== INPUT DATA ==

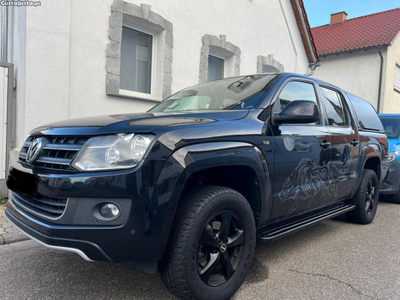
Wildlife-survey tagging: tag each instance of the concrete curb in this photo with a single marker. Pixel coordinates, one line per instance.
(8, 233)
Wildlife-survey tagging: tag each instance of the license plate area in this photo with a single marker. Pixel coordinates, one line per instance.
(22, 183)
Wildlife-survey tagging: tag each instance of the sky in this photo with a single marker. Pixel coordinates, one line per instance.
(319, 11)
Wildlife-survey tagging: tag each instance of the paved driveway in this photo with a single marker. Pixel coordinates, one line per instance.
(332, 260)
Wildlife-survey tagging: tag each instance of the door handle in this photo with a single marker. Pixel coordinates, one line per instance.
(325, 144)
(354, 143)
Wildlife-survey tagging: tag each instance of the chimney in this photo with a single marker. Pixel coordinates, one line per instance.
(338, 18)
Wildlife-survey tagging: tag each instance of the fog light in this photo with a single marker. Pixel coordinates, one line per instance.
(109, 211)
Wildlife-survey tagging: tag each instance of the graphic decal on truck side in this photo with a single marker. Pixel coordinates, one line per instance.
(308, 179)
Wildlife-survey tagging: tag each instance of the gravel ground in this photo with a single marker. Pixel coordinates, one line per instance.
(332, 260)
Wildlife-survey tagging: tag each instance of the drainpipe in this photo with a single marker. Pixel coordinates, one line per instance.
(380, 82)
(4, 32)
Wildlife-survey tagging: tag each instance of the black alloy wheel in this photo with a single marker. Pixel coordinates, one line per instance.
(211, 246)
(220, 248)
(366, 199)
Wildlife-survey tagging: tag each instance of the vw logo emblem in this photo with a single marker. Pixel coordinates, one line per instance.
(223, 248)
(33, 150)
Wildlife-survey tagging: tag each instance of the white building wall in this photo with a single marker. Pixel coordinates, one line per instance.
(65, 57)
(356, 73)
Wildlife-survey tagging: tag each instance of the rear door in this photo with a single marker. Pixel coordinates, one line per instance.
(345, 141)
(302, 178)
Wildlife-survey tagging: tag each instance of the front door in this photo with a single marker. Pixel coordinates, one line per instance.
(345, 146)
(302, 179)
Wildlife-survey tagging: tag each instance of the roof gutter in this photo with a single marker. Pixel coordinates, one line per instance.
(305, 30)
(380, 81)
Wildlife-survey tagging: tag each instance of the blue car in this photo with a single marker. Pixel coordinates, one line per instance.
(391, 186)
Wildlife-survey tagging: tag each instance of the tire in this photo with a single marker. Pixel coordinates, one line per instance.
(198, 266)
(366, 199)
(395, 198)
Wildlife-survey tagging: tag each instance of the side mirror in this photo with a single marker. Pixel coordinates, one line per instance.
(298, 111)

===

INSTRUCTIONS TO FOLLOW. Images do not belong in the copy; reproduce all other parts of the records above verbatim.

TASK ANSWER.
Wildlife-survey tagging: tag each instance of the concrete curb in this photo with a single marker. Pixel coordinates, one line per instance.
(8, 233)
Wildlife-survey tagging: tag each instance of the license plate area in this photo with a single marker. Pixel coordinates, one line per instance.
(22, 183)
Wildlife-survey tagging: tag each instance of the sky in this photo with a single marker. Pixel coordinates, one line per instance.
(319, 11)
Wildlife-survey tagging: tag each instance of the paved driveway in this photo with a single marker. Pixel coordinates, one line per instance.
(332, 260)
Wildlife-survey tagging: tag each instance of the door handle in this photo with a single marker. Pixel coordinates, one line per instance.
(325, 144)
(354, 143)
Wildlife-survey tagging: tag each instance of the chimney in this photo with a single marker. Pixel coordinates, one line per instance.
(338, 18)
Wildlife-survey tagging: tag each instance of the fog light in this photo with a single marker. Pixel coordinates, one line per instance.
(109, 211)
Wildlife-survey tagging: tag each instance of the graphic decal on truck side in this photo with a single marker. Pixel coordinates, one line per instance.
(308, 179)
Wildlife-survey tagging: tag each instance of the gravel ground in this photo with a single marker. Pixel coordinates, one line per instance.
(332, 260)
Wildlife-survey tagging: tag each instance of the drainpipe in this photo with a single marker. Pixel coordinates, one line per instance.
(380, 82)
(4, 32)
Wildlife-survey tagging: tag each instance of the black alloy wheel in this photo with a single marker. Pixel coordinates, one line per instance.
(211, 246)
(220, 248)
(366, 199)
Wildlife-survey tagging: tag each instance of the vw logo emblem in this photo with a single marker. Pixel coordinates, one line per instance.
(223, 248)
(33, 150)
Wildlife-survey tagging: tag each instance of the white building wall in this photo with a single marker. Pixel coordinates, one line per instance.
(65, 57)
(356, 73)
Wildlife-survey tagging: tag each instance of the rear door in this photo with a single marker. Pixel coordinates, one line per instance.
(345, 141)
(302, 178)
Wildlife-survey tagging: tag each instance of the front door in this photo with a single marker. Pixel coordinates, one line per instance.
(345, 146)
(302, 179)
Wildlife-survey tagging: tag each instance of the roof gutter in this photo with a single marker. Pixel coordinates, one line per instance.
(305, 30)
(380, 81)
Wildlife-survey tagging: tag each instance of the blue car in this photo with a single marker. Pixel coordinates, one line per instance.
(391, 186)
Wildlife-survey tagging: tag each instance of the tire in this photo with a single marker. Pixel coordinates, one line per instance.
(198, 266)
(366, 199)
(395, 198)
Wildlife-survey tagging: tag each instance of the side mirror in this photo with a single marker. Pixel coordinates, one line per instance.
(298, 111)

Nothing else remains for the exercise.